**Source document:**
<<<<

REFERENCE for a preliminary ruling under Article 267 TFEU from the Nejvyšší správní soud (Czech Republic), made by decision of 28 April 2011, received at the Court on 11 May 2011, in the proceedings

Star Coaches s. r. o.

v

Finanční ředitelství pro hlavní město Prahu,

THE COURT (Sixth Chamber),

composed of U. Lõhmus, President of the Chamber, A. Arabadjiev and C.G. Fernlund (Rapporteur), Judges,

Advocate General: E. Sharpston,

Registrar: A. Calot Escobar,

the Court proposing to give its decision by reasoned order in accordance with the first subparagraph of Article 104(3) of its Rules of Procedure,

after hearing the Advocate General,

makes the following

Order

1

This reference for a preliminary ruling concerns the interpretation of Article 306 of Council Directive 2006/112/EC of 28 November 2006 on the common system of value added tax (OJ 2006 L 347, p. 1, ‘the VAT Directive’).

2

The reference has been made in proceedings between Star Coaches s. r. o. (‘Star Coaches’) and the Finanční ředitelství pro hlavní město Prahu (Prague City Tax Directorate) (Czech Republic) concerning a value added tax (VAT) recovery notice issued against Star Coaches in respect of January 2008.

Legal context

European Union law

3

Under Article 306 of the VAT Directive, which appears in Title XII, Chapter 3, of the directive, ‘Special scheme for travel agents’:

‘1.   Member States shall apply a special VAT scheme, in accordance with this Chapter, to transactions carried out by travel agents who deal with customers in their own name and use supplies of goods or services provided by other taxable persons, in the provision of travel facilities.

This special scheme shall not apply to travel agents where they act solely as intermediaries and to whom point (c) of the first paragraph of Article 79 applies for the purposes of calculating the taxable amount.

2.   For the purposes of this Chapter, tour operators shall be regarded as travel agents.’

4

Article 307 of the VAT Directive reads as follows:

‘Transactions made, in accordance with the conditions laid down in Article 306, by the travel agent in respect of a journey shall be regarded as a single service supplied by the travel agent to the traveller.

The single service shall be taxable in the Member State in which the travel agent has established his business or has a fixed establishment from which the travel agent has carried out the supply of services.’

5

Article 308 of the VAT Directive provides:

‘The taxable amount and the price exclusive of VAT, within the meaning of point (8) of Article 226, in respect of the single service provided by the travel agent shall be the travel agent’s margin, that is to say, the difference between the total amount, exclusive of VAT, to be paid by the traveller and the actual cost to the travel agent of supplies of goods or services provided by other taxable persons, where those transactions are for the direct benefit of the traveller.’

6

Article 310 of the VAT Directive provides:

‘VAT charged to the travel agent by other taxable persons in respect of transactions which are referred to in Article 307 and which are for the direct benefit of the traveller shall not be deductible or refundable in any Member State.’

Czech law

7

Law No 235/2004 on value added tax (Zákon č. 235/2004 Sb. o dani z přidané hodnoty, ‘the Law on VAT’) includes Paragraph 89, ‘Special scheme for travel services’, which read as follows in the version in force in 2008:

‘(1)

>>>>

**Written task 1:**
Transcribe the passage of the court order starting at "The reference has" and ending at "of travel facilities.".
**Written task 2:**
Restate word for word the lines of the entries starting at the line that contains "Bet you can't find strapless" and ending at the line that contains "[169,101,256,122]", with both of those lines included.

**Provided entries:**
<<<<

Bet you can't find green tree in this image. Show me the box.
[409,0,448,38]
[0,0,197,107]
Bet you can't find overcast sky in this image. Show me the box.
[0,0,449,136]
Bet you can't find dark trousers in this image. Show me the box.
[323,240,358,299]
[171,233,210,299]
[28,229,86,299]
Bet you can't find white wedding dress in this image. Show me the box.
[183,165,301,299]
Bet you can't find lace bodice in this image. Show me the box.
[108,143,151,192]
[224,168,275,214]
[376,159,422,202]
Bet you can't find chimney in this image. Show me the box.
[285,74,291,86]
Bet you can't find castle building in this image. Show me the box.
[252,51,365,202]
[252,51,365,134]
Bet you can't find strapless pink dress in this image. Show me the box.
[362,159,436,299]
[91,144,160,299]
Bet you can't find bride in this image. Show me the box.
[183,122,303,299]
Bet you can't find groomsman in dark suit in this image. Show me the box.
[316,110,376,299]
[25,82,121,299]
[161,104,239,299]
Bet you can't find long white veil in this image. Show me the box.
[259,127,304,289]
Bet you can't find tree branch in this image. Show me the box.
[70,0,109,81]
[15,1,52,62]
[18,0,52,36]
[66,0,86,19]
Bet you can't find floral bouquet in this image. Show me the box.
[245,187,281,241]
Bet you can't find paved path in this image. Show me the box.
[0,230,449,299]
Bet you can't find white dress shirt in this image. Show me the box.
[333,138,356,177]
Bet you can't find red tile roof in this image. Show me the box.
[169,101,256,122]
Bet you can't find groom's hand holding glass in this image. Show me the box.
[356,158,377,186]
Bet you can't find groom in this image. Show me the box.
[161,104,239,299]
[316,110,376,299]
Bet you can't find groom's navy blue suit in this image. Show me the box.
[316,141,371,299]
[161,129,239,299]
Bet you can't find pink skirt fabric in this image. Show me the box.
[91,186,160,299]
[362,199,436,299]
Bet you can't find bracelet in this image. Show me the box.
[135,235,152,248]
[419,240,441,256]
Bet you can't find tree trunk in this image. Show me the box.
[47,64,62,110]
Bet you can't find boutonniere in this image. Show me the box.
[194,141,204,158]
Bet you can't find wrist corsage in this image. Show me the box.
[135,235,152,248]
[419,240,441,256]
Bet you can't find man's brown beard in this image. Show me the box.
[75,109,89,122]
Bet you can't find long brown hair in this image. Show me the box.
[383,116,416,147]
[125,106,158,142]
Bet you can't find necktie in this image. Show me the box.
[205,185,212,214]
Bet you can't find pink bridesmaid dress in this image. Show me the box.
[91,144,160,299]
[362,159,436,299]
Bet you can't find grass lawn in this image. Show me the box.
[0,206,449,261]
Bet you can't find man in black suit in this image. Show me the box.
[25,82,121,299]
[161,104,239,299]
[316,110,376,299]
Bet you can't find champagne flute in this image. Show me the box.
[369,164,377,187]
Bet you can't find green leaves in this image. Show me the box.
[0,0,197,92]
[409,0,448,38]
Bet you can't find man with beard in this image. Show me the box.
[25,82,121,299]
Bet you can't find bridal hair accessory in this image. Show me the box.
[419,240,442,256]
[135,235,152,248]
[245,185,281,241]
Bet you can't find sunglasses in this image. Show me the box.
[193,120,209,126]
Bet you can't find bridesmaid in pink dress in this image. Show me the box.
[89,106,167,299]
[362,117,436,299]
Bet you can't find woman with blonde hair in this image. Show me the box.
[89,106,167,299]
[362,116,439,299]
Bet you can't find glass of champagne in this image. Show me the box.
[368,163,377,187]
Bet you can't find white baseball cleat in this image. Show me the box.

>>>>
<<<<

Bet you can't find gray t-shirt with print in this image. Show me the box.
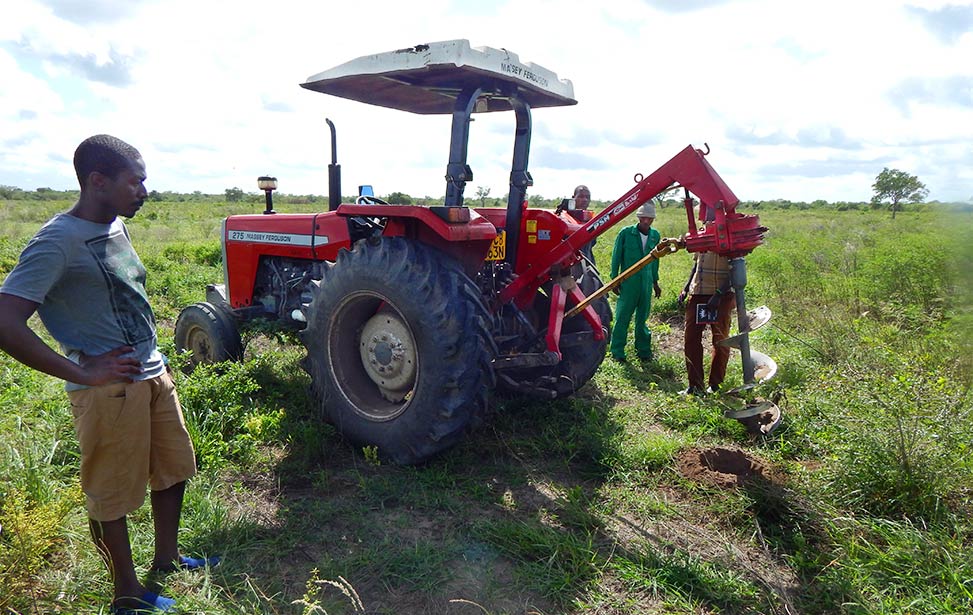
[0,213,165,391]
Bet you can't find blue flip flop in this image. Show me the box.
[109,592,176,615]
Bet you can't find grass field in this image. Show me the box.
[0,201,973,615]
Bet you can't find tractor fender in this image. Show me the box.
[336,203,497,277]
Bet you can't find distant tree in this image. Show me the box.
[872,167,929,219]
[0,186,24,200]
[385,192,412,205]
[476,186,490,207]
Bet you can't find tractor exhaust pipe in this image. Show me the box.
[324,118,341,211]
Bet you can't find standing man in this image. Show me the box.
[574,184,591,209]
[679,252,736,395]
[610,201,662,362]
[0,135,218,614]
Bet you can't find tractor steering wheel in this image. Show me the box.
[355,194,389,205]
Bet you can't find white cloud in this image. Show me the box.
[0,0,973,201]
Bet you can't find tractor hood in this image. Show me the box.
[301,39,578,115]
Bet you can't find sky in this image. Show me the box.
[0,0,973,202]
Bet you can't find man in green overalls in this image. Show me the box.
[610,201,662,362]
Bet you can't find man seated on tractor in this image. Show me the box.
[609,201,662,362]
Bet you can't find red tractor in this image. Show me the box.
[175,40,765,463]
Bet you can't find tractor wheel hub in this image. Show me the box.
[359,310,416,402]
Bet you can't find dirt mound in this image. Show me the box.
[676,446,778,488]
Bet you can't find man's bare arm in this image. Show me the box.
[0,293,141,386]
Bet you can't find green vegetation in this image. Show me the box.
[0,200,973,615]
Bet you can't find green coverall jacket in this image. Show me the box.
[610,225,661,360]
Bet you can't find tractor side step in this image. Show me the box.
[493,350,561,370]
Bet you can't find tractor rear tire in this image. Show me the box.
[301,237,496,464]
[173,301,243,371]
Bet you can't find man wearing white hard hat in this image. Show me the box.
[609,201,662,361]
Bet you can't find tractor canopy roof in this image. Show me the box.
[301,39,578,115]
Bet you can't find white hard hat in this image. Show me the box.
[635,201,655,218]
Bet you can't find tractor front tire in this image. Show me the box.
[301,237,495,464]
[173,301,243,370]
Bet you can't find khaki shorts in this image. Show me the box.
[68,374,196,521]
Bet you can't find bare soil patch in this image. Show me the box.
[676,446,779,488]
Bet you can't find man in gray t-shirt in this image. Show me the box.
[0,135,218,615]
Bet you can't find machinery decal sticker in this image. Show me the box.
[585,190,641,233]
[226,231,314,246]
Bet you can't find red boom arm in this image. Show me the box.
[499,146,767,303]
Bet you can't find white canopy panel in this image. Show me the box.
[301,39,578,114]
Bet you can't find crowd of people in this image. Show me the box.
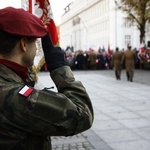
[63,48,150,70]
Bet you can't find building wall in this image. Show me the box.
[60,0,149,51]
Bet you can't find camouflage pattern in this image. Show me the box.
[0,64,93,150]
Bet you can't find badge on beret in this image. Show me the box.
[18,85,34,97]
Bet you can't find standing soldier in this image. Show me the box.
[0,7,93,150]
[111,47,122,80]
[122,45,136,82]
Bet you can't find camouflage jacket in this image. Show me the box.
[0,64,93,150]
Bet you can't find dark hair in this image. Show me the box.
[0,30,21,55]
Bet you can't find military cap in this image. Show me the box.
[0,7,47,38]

>>>>

**Written solution 1:**
The reference has been made in proceedings between Star Coaches s. r. o. (‘Star Coaches’) and the Finanční ředitelství pro hlavní město Prahu (Prague City Tax Directorate) (Czech Republic) concerning a value added tax (VAT) recovery notice issued against Star Coaches in respect of January 2008.

Legal context

European Union law

3

Under Article 306 of the VAT Directive, which appears in Title XII, Chapter 3, of the directive, ‘Special scheme for travel agents’:

‘1.   Member States shall apply a special VAT scheme, in accordance with this Chapter, to transactions carried out by travel agents who deal with customers in their own name and use supplies of goods or services provided by other taxable persons, in the provision of travel facilities.

**Written solution 2:**
Bet you can't find strapless pink dress in this image. Show me the box.
[362,159,436,299]
[91,144,160,299]
Bet you can't find bride in this image. Show me the box.
[183,122,303,299]
Bet you can't find groomsman in dark suit in this image. Show me the box.
[316,110,376,299]
[25,82,121,299]
[161,104,239,299]
Bet you can't find long white veil in this image. Show me the box.
[259,127,304,289]
Bet you can't find tree branch in this image. Show me the box.
[70,0,109,81]
[15,1,52,62]
[18,0,52,36]
[66,0,86,19]
Bet you can't find floral bouquet in this image. Show me the box.
[245,187,281,241]
Bet you can't find paved path in this image. Show me the box.
[0,230,449,299]
Bet you can't find white dress shirt in this image. Show me the box.
[333,138,356,177]
Bet you can't find red tile roof in this image. Show me the box.
[169,101,256,122]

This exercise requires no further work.